Every line in the entries that holds "leafy" should be identified and copied.

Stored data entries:
---------------
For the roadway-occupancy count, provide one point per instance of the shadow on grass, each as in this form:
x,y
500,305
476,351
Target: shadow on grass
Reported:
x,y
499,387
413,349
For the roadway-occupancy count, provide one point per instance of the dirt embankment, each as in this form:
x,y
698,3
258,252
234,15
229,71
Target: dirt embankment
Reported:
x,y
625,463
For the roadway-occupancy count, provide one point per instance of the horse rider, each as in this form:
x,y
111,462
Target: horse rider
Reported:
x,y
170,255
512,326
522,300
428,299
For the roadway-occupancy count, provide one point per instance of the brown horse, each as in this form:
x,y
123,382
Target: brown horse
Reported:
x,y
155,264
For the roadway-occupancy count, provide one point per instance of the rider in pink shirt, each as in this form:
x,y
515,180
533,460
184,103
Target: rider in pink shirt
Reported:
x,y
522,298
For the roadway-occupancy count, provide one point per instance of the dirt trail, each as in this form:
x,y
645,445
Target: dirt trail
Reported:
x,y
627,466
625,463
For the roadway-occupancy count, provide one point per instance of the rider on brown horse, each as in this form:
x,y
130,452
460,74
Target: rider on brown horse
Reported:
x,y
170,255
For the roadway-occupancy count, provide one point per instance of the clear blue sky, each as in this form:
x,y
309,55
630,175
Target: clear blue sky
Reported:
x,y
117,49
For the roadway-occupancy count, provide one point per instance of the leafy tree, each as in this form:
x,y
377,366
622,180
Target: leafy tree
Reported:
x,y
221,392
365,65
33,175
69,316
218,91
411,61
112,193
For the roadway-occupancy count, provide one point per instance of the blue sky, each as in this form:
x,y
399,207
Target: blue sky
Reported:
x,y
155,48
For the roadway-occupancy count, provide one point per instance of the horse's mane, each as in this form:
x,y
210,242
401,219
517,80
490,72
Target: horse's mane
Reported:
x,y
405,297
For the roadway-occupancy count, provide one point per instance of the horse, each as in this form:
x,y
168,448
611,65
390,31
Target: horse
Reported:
---------------
• Response:
For the roadway-occupancy count, provide one point per instance of the leafy tree, each as in this form:
Target: leafy tree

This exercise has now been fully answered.